Please give the number of lines in the records below where the word "narrow" occurs, and nothing else.

### LISTED RECORDS ###

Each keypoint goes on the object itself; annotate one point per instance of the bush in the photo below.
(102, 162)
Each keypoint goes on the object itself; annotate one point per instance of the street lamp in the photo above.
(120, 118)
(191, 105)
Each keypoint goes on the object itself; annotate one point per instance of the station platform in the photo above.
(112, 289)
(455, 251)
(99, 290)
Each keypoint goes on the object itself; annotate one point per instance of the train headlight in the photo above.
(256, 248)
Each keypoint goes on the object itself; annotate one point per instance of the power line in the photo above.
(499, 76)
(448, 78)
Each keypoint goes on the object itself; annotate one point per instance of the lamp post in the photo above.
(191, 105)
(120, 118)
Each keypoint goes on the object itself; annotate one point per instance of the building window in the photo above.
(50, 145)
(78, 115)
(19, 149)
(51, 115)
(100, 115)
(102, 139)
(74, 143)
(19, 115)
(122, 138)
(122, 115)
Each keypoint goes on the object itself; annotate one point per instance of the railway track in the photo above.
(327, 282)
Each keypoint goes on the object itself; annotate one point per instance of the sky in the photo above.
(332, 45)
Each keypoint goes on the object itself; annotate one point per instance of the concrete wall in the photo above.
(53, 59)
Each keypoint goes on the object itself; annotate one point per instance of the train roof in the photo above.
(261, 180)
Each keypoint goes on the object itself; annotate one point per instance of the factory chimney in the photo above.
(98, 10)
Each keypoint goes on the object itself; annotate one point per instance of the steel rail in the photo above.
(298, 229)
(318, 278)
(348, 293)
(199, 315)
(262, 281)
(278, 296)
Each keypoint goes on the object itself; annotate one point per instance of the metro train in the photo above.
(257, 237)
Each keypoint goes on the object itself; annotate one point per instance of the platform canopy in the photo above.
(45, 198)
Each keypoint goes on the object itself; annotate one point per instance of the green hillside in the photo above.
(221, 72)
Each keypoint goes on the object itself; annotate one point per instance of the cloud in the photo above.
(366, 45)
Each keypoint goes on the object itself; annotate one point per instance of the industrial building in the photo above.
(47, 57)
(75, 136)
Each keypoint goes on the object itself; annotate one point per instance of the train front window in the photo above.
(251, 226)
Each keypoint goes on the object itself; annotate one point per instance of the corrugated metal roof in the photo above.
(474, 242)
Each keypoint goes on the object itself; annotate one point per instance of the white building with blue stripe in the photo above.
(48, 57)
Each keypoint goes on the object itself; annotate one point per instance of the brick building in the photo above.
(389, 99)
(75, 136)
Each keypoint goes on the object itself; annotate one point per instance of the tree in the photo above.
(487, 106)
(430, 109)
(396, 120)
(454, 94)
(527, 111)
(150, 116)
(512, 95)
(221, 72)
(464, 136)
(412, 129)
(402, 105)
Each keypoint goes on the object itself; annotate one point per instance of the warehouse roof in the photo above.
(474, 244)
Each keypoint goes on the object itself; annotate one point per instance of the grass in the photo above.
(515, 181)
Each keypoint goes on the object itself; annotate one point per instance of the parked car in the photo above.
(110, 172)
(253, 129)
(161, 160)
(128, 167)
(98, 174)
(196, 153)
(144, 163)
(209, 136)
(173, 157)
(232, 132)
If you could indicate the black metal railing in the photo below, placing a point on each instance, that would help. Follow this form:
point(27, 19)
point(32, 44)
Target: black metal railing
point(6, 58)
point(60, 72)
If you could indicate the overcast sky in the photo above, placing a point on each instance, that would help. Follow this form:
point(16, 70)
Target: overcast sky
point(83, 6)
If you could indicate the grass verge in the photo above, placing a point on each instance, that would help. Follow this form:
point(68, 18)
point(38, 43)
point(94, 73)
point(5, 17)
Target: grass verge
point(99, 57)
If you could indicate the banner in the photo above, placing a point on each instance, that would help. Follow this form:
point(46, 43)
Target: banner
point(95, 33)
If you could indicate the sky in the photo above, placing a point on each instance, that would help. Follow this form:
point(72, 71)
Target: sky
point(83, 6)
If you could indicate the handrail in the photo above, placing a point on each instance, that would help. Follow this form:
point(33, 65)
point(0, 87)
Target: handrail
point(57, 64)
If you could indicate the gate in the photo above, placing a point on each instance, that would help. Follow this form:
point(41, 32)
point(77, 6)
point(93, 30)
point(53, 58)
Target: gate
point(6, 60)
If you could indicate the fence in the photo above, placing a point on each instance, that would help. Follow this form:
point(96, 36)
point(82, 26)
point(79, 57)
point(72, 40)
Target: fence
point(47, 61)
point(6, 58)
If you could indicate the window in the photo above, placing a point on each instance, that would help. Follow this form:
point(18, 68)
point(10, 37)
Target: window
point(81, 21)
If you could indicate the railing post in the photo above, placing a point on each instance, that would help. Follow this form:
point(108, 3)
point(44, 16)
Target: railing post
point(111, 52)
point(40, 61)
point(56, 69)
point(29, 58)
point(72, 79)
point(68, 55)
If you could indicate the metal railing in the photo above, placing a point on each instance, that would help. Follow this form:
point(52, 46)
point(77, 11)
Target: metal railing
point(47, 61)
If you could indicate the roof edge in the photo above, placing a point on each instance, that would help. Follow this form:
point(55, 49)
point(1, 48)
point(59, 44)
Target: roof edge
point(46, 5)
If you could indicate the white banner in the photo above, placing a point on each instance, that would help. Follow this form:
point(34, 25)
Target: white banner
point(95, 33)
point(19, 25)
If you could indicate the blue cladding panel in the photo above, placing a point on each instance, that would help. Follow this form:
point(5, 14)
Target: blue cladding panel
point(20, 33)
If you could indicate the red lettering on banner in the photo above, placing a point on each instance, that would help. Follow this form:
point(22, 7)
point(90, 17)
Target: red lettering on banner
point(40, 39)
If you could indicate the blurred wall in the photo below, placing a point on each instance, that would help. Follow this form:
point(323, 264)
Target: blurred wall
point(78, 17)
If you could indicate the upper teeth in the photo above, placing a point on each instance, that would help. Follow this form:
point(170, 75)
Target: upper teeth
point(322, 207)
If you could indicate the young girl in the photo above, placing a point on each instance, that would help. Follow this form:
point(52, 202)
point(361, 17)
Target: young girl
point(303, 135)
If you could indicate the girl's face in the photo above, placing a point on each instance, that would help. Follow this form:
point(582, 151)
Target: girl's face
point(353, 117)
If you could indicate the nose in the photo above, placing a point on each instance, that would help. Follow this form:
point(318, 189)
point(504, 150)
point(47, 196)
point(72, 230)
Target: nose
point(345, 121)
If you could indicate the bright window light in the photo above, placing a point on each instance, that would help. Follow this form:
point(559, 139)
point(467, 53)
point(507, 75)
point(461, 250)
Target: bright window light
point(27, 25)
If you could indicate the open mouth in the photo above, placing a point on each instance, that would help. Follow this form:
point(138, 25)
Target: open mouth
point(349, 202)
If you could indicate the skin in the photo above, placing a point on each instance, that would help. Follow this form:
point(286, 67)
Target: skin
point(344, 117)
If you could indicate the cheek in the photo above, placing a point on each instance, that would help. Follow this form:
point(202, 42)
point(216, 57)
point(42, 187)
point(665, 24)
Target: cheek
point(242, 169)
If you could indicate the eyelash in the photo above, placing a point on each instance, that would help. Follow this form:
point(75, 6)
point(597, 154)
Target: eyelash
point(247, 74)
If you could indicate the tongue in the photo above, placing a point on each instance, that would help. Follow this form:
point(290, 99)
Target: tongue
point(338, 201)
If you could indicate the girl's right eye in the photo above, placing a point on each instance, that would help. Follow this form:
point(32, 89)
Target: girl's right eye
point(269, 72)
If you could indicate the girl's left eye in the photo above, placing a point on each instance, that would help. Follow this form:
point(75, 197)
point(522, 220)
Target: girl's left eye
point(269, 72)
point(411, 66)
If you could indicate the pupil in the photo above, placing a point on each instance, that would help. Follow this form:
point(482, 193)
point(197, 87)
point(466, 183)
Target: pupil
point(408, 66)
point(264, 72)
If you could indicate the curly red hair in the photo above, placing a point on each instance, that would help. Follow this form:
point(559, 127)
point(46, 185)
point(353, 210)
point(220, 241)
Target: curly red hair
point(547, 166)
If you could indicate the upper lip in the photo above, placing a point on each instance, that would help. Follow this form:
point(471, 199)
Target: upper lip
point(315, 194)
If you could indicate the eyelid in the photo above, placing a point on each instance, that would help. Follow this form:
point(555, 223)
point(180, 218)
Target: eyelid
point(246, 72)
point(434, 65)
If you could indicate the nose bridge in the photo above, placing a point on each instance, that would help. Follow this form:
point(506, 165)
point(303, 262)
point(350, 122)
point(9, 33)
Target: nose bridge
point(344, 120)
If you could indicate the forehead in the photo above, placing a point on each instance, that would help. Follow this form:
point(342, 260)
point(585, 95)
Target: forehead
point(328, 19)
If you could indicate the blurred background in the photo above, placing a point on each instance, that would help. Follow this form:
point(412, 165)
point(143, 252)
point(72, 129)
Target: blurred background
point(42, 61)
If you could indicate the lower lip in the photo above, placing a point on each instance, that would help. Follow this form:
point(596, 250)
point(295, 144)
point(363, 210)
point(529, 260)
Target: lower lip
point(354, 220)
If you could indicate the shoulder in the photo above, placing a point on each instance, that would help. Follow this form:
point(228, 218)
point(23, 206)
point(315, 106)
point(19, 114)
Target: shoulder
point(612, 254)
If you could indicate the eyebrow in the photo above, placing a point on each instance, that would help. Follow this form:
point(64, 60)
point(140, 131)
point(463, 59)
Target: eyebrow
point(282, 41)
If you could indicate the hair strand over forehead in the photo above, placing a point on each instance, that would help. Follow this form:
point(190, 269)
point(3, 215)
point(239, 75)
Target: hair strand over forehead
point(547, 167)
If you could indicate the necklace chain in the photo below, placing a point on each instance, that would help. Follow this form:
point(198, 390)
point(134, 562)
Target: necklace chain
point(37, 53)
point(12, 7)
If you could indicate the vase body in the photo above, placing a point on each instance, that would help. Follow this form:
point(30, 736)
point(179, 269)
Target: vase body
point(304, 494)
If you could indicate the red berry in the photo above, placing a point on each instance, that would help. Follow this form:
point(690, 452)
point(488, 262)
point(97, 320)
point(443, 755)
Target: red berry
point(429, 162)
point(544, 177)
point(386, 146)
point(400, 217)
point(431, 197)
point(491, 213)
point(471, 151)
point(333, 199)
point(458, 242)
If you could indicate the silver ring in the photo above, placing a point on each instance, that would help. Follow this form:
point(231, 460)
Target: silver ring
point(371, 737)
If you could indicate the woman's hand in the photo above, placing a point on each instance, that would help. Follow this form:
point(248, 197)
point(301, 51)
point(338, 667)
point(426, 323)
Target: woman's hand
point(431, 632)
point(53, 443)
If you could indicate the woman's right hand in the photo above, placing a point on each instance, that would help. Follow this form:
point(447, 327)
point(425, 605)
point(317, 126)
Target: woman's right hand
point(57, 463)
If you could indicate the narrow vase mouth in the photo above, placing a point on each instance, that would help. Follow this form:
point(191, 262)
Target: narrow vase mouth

###

• OUTPUT BELOW: 2